Reproduce only the stretch of entries below that begins at the first line and ends at the line holding "129L450 126L446 6L0".
━━━━━ Listed entries ━━━━━
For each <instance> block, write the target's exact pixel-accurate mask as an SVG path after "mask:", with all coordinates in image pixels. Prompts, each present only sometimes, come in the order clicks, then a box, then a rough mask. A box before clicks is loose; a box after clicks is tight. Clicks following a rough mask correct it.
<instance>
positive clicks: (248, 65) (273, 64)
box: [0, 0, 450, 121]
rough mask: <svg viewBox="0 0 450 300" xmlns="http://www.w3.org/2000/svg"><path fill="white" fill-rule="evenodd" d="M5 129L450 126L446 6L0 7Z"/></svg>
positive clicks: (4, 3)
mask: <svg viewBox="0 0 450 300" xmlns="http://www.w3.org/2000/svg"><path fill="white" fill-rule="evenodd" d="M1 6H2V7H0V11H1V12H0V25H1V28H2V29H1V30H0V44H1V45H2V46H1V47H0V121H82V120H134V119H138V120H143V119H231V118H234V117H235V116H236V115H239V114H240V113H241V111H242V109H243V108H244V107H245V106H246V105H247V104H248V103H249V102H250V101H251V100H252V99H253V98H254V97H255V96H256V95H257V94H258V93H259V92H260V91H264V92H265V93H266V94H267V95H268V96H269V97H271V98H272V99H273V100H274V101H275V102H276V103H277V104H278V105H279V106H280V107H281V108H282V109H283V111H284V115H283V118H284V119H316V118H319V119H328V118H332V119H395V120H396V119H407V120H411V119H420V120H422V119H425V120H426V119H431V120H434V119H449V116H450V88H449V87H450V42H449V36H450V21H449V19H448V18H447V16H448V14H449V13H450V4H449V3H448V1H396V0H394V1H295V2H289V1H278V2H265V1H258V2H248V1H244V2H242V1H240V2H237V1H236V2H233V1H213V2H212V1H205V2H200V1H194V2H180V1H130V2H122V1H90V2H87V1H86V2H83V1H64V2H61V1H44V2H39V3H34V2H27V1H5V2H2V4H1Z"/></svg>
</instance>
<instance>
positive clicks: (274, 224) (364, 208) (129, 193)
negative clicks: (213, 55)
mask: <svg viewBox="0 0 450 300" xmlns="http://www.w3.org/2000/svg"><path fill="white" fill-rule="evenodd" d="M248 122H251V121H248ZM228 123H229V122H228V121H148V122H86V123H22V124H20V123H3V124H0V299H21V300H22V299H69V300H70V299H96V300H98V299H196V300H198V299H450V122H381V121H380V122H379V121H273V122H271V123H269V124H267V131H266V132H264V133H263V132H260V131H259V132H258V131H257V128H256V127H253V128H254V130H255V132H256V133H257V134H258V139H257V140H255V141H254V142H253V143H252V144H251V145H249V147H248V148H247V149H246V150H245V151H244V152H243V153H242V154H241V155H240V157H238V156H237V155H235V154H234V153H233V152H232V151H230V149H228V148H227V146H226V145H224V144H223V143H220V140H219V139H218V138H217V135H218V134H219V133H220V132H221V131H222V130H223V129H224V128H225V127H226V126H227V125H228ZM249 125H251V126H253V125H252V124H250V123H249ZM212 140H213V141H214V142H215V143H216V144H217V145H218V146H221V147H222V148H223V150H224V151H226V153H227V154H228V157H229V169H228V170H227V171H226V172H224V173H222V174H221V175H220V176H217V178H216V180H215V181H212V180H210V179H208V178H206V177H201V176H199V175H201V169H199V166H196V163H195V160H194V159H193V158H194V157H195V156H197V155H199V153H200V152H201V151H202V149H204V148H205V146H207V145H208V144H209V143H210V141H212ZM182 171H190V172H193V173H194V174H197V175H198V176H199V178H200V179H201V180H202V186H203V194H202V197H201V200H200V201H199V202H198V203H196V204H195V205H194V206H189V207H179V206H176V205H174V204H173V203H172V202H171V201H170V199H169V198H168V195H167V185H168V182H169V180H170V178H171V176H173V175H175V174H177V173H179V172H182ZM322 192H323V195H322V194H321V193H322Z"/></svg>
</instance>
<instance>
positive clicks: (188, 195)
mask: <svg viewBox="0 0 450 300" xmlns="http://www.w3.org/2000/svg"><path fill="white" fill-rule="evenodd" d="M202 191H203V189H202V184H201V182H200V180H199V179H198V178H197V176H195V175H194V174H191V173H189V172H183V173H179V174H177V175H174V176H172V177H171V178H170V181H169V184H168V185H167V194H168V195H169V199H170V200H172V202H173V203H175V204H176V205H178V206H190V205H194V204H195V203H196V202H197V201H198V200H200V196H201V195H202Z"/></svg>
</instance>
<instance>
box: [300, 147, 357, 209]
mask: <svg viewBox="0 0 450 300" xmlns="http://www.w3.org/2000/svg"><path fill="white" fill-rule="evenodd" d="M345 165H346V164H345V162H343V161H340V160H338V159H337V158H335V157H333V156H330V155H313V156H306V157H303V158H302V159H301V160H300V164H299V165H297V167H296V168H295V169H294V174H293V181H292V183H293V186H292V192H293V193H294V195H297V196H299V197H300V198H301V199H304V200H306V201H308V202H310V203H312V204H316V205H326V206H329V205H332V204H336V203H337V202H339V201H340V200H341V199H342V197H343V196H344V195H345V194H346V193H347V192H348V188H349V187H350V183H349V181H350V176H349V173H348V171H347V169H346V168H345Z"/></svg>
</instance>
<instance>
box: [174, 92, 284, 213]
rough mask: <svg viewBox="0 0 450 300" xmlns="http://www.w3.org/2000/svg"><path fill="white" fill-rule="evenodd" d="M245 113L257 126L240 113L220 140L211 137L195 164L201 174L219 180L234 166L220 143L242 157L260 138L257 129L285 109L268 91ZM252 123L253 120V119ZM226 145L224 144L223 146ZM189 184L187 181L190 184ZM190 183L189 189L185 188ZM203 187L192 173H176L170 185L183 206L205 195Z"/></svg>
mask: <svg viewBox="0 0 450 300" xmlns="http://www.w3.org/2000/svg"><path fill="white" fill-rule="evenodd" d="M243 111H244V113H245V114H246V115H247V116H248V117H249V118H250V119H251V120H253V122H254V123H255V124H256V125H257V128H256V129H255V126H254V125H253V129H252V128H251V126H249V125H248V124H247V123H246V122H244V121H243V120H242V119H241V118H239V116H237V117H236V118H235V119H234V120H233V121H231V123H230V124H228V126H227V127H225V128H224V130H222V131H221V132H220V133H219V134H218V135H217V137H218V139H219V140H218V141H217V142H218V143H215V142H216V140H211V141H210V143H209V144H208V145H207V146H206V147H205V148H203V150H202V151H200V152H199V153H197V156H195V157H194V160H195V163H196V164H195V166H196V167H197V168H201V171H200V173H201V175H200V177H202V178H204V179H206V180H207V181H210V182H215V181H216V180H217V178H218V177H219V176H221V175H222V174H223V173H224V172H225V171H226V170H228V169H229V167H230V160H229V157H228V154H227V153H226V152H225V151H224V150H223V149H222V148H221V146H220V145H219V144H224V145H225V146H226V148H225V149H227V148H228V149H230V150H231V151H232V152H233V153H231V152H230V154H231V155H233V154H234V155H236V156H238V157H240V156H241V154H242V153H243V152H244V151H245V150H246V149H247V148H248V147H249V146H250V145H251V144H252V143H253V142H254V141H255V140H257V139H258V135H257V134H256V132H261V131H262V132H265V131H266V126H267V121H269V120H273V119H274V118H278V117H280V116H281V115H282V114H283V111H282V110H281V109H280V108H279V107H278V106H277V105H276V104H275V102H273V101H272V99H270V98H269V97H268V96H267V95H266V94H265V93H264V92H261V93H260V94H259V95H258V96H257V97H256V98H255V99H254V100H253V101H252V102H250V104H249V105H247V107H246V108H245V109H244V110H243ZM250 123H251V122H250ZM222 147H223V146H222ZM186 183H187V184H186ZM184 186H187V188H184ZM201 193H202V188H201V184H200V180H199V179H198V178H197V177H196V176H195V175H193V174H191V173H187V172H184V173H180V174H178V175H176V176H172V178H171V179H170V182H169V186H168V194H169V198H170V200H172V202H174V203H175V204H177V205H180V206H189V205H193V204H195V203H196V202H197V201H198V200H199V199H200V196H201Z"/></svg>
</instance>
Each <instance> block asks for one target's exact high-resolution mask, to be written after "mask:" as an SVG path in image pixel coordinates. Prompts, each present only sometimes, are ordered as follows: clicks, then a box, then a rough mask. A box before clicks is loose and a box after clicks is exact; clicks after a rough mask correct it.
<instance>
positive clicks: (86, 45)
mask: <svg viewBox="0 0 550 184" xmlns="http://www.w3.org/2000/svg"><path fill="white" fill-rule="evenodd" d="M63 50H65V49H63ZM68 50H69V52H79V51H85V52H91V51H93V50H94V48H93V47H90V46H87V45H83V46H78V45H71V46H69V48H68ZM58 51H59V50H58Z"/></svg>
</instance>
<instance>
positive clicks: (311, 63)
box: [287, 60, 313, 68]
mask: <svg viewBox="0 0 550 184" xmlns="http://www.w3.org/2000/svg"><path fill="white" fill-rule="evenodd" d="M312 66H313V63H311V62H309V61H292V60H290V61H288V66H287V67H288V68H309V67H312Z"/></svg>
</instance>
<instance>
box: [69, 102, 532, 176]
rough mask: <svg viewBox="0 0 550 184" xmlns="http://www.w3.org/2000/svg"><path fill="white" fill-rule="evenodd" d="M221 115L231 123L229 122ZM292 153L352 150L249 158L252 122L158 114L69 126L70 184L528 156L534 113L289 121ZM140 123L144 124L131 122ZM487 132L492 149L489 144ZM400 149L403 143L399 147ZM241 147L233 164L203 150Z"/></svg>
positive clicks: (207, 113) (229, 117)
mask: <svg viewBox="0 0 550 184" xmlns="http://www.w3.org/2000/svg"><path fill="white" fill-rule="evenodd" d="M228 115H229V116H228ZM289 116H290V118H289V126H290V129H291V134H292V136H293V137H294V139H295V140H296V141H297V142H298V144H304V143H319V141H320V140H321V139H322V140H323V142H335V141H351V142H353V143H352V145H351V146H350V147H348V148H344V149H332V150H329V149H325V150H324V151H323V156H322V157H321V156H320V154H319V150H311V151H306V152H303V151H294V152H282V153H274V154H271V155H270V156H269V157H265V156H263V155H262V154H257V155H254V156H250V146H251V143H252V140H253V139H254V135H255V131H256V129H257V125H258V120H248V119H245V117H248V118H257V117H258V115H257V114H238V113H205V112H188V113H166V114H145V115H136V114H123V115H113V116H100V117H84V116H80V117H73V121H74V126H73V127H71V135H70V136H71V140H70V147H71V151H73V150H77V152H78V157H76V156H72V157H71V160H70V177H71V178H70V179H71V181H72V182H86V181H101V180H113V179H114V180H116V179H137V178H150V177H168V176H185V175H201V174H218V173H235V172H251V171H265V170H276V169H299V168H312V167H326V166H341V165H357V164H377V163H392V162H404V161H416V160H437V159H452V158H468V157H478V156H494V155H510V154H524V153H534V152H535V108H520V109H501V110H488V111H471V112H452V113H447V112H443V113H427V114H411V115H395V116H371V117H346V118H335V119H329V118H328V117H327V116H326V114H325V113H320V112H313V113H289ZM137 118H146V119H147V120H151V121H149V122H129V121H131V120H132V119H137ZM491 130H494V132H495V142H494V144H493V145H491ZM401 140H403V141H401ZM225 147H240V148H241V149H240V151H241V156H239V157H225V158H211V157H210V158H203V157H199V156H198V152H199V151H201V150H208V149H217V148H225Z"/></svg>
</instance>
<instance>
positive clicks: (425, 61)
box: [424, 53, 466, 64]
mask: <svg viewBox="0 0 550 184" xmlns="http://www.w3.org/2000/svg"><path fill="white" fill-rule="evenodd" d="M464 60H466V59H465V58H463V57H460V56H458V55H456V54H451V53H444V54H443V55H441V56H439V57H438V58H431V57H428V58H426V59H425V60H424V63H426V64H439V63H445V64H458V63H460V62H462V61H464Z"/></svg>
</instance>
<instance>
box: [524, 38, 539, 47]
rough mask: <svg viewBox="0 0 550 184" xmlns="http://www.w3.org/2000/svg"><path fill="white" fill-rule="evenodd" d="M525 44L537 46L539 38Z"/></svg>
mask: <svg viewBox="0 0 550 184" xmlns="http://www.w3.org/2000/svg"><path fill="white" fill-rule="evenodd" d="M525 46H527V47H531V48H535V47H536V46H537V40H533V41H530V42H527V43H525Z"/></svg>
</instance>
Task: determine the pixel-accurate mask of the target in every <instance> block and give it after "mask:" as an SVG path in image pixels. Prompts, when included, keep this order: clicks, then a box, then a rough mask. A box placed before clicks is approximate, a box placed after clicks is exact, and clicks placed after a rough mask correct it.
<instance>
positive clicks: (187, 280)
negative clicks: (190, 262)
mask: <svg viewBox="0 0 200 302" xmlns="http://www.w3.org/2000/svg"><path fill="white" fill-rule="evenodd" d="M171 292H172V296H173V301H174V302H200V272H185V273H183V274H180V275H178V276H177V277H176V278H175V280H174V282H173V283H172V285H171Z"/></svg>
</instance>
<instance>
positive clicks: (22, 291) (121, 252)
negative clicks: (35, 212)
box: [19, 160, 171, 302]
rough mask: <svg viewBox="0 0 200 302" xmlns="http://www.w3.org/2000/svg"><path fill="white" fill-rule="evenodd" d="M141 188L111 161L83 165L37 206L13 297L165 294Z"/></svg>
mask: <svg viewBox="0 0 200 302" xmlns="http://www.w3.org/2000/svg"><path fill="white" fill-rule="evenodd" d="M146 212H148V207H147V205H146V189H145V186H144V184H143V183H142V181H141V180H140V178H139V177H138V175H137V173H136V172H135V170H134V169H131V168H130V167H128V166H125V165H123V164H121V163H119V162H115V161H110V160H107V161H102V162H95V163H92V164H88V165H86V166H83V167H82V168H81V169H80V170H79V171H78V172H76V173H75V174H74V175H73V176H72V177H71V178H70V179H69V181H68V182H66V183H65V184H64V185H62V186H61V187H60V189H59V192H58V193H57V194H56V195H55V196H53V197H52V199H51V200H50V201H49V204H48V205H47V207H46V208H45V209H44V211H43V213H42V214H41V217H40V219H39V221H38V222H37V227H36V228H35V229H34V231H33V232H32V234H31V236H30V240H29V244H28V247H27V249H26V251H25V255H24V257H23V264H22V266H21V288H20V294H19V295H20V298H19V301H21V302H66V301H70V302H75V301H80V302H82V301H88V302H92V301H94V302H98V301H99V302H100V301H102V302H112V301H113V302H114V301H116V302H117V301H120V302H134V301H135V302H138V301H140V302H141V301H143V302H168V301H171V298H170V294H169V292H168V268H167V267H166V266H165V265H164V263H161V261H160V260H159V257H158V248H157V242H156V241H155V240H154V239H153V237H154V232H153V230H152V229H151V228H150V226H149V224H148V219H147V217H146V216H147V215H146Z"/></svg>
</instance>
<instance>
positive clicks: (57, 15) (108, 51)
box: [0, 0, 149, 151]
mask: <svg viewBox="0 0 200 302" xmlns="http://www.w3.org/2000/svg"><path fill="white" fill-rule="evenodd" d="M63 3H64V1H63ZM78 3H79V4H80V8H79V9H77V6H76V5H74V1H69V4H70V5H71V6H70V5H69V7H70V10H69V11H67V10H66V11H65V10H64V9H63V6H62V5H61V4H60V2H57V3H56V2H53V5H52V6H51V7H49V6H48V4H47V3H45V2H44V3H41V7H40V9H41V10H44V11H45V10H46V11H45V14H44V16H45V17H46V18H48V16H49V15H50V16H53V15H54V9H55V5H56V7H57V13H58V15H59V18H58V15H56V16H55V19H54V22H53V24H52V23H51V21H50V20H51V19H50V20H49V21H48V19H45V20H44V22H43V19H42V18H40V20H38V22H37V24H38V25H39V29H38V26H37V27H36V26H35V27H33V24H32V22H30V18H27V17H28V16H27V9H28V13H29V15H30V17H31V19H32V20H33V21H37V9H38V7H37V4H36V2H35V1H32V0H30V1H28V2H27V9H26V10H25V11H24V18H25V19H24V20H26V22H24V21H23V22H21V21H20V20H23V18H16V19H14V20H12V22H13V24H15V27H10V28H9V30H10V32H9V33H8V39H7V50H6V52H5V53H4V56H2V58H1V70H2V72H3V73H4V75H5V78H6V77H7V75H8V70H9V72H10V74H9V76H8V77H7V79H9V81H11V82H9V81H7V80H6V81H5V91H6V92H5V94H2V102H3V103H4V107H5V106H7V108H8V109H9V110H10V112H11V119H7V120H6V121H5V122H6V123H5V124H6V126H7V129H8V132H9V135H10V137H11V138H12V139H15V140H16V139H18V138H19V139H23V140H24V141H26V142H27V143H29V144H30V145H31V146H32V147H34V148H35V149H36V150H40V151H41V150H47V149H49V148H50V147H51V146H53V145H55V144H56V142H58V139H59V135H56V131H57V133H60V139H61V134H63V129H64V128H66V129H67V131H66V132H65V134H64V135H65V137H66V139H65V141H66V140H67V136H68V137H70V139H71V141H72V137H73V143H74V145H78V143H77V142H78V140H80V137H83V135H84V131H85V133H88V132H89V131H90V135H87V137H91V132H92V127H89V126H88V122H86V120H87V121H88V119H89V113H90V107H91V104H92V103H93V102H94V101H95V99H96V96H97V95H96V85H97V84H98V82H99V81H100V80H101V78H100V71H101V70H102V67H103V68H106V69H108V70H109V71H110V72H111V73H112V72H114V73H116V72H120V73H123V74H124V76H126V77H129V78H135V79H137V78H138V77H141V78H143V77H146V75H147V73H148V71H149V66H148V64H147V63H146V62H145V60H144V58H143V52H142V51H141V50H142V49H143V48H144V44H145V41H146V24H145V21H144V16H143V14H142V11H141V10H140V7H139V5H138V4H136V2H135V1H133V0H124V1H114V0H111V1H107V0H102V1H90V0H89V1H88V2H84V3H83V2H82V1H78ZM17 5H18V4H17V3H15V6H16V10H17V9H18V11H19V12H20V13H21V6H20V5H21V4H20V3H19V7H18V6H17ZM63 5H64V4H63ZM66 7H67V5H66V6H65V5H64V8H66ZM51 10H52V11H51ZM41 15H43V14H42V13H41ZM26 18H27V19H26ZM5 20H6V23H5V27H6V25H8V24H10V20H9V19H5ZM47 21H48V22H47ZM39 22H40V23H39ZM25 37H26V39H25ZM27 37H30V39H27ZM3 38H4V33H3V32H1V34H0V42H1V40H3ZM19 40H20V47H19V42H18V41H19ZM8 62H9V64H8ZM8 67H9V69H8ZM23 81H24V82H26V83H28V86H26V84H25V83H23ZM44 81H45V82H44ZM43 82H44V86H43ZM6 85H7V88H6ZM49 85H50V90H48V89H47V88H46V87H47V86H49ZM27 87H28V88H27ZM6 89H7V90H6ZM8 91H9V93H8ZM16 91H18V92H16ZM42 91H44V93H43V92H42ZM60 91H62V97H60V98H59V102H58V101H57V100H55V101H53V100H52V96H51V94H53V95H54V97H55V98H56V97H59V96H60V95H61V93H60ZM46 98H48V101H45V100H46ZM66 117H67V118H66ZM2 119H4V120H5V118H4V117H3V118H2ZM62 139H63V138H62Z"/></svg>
━━━━━
Output for this exercise:
For each <instance> block, write the target's exact pixel-accurate mask as an SVG path after "mask:", with all coordinates in image pixels. Prompts, each present only sometimes, come in the order clicks, then a box, then a rough mask. A box before clicks is loose; a box after clicks is tight. Clicks following a rough mask correct it.
<instance>
positive clicks: (248, 65) (273, 64)
box: [0, 0, 450, 121]
rough mask: <svg viewBox="0 0 450 300" xmlns="http://www.w3.org/2000/svg"><path fill="white" fill-rule="evenodd" d="M5 129L450 126L446 6L0 7Z"/></svg>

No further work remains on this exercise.